- PROBLEM TO WORK ON: Please change "snow-covered hill" to "snowy slope" in the records below, keep every other word as it stands, and leave out the pictures.

- SUPPLIED ENTRIES:
* start *

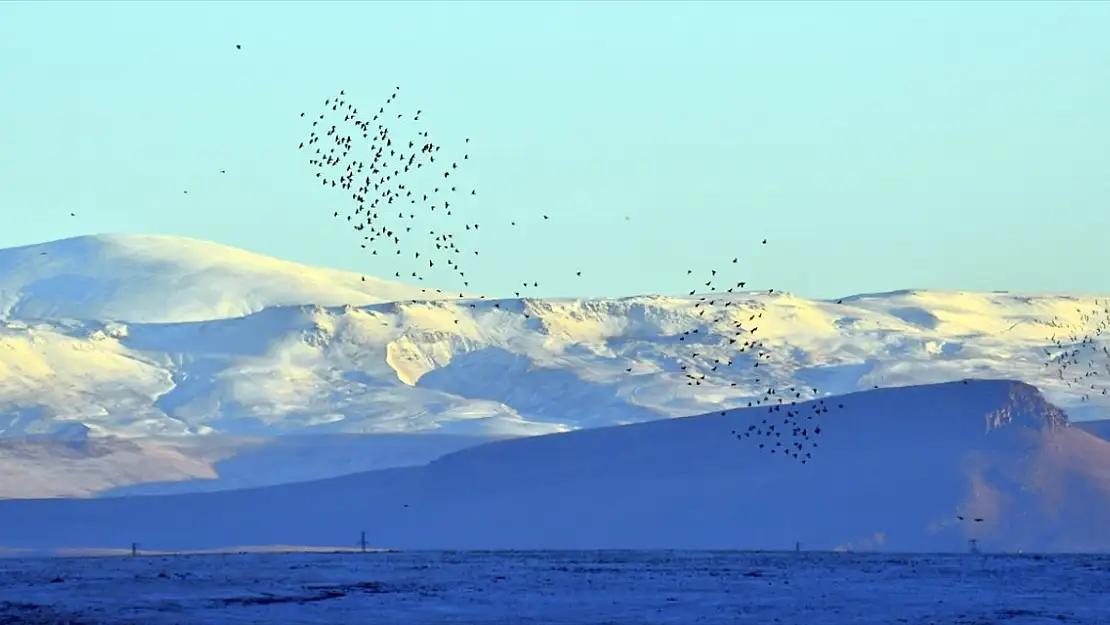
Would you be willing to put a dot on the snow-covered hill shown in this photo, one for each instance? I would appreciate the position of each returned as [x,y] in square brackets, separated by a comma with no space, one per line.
[168,279]
[128,335]
[110,466]
[898,469]
[508,368]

* end *

- WRITTEN REPLY:
Would you be willing to put a dot on the snowy slope shown in this photo, one for each instance? I would appreciate the position of each returned as [x,y] in square brackets, separated by a comma with no space, one per line.
[168,279]
[128,335]
[110,466]
[898,469]
[508,368]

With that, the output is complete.